Data entries
==============================

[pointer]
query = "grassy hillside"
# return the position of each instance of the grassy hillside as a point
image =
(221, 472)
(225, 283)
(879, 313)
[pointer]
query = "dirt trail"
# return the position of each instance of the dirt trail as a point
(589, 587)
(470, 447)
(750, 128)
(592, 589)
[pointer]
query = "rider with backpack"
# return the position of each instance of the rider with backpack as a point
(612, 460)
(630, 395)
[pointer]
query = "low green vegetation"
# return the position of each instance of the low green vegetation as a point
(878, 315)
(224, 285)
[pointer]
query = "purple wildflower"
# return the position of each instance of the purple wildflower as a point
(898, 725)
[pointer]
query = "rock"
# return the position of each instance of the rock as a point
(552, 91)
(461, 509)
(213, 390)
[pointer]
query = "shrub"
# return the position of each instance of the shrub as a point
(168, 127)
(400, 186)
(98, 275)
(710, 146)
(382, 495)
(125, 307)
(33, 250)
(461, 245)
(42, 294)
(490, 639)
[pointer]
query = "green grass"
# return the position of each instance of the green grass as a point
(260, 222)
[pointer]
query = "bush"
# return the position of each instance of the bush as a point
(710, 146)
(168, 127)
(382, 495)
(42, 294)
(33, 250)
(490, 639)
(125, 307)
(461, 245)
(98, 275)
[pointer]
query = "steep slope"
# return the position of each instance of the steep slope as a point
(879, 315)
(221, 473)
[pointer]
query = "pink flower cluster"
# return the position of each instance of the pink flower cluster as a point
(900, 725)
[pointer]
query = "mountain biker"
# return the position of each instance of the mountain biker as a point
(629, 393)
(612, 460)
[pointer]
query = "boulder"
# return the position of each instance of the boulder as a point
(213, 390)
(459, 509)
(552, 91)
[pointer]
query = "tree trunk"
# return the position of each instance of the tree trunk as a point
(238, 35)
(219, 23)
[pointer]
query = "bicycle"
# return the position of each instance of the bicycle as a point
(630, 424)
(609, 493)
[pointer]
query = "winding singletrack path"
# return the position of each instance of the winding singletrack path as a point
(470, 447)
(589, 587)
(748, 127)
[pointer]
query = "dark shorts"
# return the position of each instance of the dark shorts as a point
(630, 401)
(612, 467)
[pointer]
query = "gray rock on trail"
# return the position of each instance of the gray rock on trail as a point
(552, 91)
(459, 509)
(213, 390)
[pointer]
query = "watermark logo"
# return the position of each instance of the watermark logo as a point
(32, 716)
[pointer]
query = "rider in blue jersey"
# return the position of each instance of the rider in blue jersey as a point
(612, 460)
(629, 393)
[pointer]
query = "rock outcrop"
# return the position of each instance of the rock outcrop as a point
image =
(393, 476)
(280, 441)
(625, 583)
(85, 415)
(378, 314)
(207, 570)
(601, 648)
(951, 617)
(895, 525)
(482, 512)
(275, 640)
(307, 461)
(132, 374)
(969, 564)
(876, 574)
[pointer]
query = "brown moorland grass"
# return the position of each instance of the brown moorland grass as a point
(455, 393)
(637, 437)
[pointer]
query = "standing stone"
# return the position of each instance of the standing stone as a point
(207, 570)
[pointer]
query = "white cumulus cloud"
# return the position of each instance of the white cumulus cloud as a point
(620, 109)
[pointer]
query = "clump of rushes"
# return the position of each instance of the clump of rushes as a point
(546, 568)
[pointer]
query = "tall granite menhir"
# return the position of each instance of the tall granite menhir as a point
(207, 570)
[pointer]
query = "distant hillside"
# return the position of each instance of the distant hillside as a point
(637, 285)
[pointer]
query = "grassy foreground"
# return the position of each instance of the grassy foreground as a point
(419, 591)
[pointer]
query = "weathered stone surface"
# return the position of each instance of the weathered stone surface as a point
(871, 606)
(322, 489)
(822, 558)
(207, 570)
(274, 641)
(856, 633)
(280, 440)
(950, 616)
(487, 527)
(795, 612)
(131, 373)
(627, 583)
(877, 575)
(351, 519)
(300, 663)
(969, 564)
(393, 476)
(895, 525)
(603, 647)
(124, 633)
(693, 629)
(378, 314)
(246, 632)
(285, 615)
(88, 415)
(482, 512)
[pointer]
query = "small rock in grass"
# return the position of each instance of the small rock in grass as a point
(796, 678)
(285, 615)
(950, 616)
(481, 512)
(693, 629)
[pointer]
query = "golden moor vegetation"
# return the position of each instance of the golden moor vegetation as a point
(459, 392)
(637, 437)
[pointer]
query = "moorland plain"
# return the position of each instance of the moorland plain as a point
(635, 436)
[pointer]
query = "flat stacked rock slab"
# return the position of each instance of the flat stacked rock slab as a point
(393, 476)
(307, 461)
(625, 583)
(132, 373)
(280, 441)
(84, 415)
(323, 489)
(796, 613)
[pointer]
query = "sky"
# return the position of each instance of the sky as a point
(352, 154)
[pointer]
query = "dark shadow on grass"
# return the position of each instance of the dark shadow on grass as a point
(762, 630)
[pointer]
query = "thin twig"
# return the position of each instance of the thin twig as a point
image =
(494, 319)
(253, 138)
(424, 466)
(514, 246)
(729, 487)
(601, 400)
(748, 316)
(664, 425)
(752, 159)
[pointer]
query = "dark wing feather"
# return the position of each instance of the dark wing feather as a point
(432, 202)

==============================

AIM OF THE EXERCISE: All of the data needs to be reproduced exactly, with no line missing.

FULL RESPONSE:
[pointer]
query = "grassy hillside"
# return the position of each instance of the grassy hillside as a point
image =
(221, 472)
(225, 283)
(879, 313)
[pointer]
query = "dirt trail"
# return the position of each instance of the dirt trail as a point
(589, 587)
(470, 447)
(750, 128)
(592, 589)
[pointer]
query = "rider with backpack"
# return the position of each instance of the rider with backpack as a point
(612, 460)
(630, 395)
[pointer]
query = "low green vegetation"
# return the position of each instance of the low green vegetation as a point
(878, 315)
(224, 285)
[pointer]
query = "purple wildflower"
# return the position of each instance of the purple wildflower as a point
(898, 725)
[pointer]
query = "rock"
# return the position of each instance of the rock as a point
(552, 91)
(461, 509)
(213, 390)
[pointer]
query = "shrub"
# return the position of each instance of the shrub as a point
(168, 127)
(400, 186)
(98, 275)
(710, 146)
(382, 495)
(125, 307)
(33, 250)
(461, 245)
(42, 294)
(490, 639)
[pointer]
query = "green grass"
# return the position of each instance of the green grass as a point
(260, 222)
[pointer]
query = "bush"
# return the position of each instance of the bush as a point
(710, 146)
(168, 127)
(382, 495)
(42, 294)
(33, 250)
(490, 639)
(125, 307)
(461, 245)
(98, 275)
[pointer]
query = "steep slope"
# return the position of each instance of the steep slope as a point
(879, 315)
(221, 473)
[pointer]
query = "pink flower cluster"
# return the position of each instance of the pink flower cluster as a point
(900, 725)
[pointer]
query = "mountain biker"
# return the position of each instance of the mountain biker as a point
(629, 393)
(612, 460)
[pointer]
query = "boulder"
# return the position of each instance of the boulder as a point
(213, 390)
(459, 509)
(552, 91)
[pointer]
query = "tree trunk"
# return the position of each instance of the tree trunk as a point
(238, 35)
(219, 23)
[pointer]
query = "bicycle"
# return the position of each instance of the bicycle as a point
(630, 424)
(609, 493)
[pointer]
query = "winding singletrack path"
# return the position of each instance of the winding singletrack path as a point
(470, 447)
(589, 587)
(748, 127)
[pointer]
query = "dark shorts"
# return the position of each instance of the dark shorts as a point
(630, 401)
(612, 467)
[pointer]
query = "gray rock on trail"
# return the position of each instance of the gray rock on trail as a point
(552, 91)
(459, 509)
(213, 390)
[pointer]
query = "watermark logo"
# return the position of each instance of the watermark logo as a point
(32, 716)
[pointer]
query = "rider in blue jersey"
# return the position of each instance of the rider in blue jersey as a point
(612, 460)
(629, 393)
[pointer]
query = "rock outcrop"
# return the position of each instance of the rock outcrop as a point
image =
(393, 476)
(280, 441)
(625, 583)
(85, 415)
(378, 314)
(207, 570)
(601, 648)
(951, 617)
(895, 525)
(482, 512)
(275, 640)
(307, 461)
(132, 374)
(969, 564)
(876, 574)
[pointer]
query = "brown moorland grass"
# return the position of each instance of the brown moorland grass as a point
(455, 393)
(637, 437)
[pointer]
query = "standing stone"
# return the position of each instance of the standing stone as a point
(207, 570)
[pointer]
query = "white cumulus cloud"
# return the position of each instance of the white cumulus cloud as a point
(620, 109)
[pointer]
query = "clump of rushes"
# return the position of each instance of the clump of rushes as a point
(546, 568)
[pointer]
query = "tall granite menhir"
# return the position of each instance of the tall granite menhir as a point
(207, 570)
[pointer]
query = "distant hillside"
# return the position of each instance of the distant hillside as a point
(637, 285)
[pointer]
query = "grassy foreground"
# return the position of each instance of the grassy foreground as a point
(419, 591)
[pointer]
query = "weathered stone surface"
# return the position of each instance of the weathered stone surface as a point
(871, 606)
(322, 489)
(822, 558)
(207, 570)
(274, 641)
(856, 633)
(280, 440)
(950, 616)
(487, 527)
(795, 612)
(131, 373)
(627, 583)
(877, 575)
(351, 519)
(300, 663)
(969, 564)
(393, 476)
(895, 525)
(603, 647)
(124, 633)
(693, 629)
(378, 314)
(246, 632)
(285, 615)
(88, 415)
(482, 512)
[pointer]
query = "small rock in grass"
# return the position of each instance of the small rock in grass as a point
(796, 678)
(285, 615)
(950, 616)
(481, 512)
(693, 629)
[pointer]
query = "golden moor vegetation"
# return the position of each instance of the golden moor vegetation as a point
(459, 392)
(637, 437)
[pointer]
query = "moorland plain"
# return the position of each instance of the moorland plain as a point
(635, 436)
[pointer]
query = "flat stacked rock slab"
# return the position of each instance of the flat stacked rock slab as a point
(393, 476)
(307, 461)
(625, 583)
(132, 373)
(280, 441)
(84, 415)
(323, 489)
(796, 613)
[pointer]
query = "sky"
# return the position of each instance of the sky as a point
(352, 154)
[pointer]
query = "dark shadow on grass"
# return the position of each instance of the dark shadow on grass as a point
(762, 630)
[pointer]
query = "thin twig"
# return the position of each instance of the thin twig as a point
image =
(494, 319)
(253, 138)
(424, 466)
(514, 246)
(729, 487)
(601, 400)
(748, 316)
(664, 425)
(752, 159)
[pointer]
query = "dark wing feather"
# return the position of each instance of the dark wing feather as a point
(432, 202)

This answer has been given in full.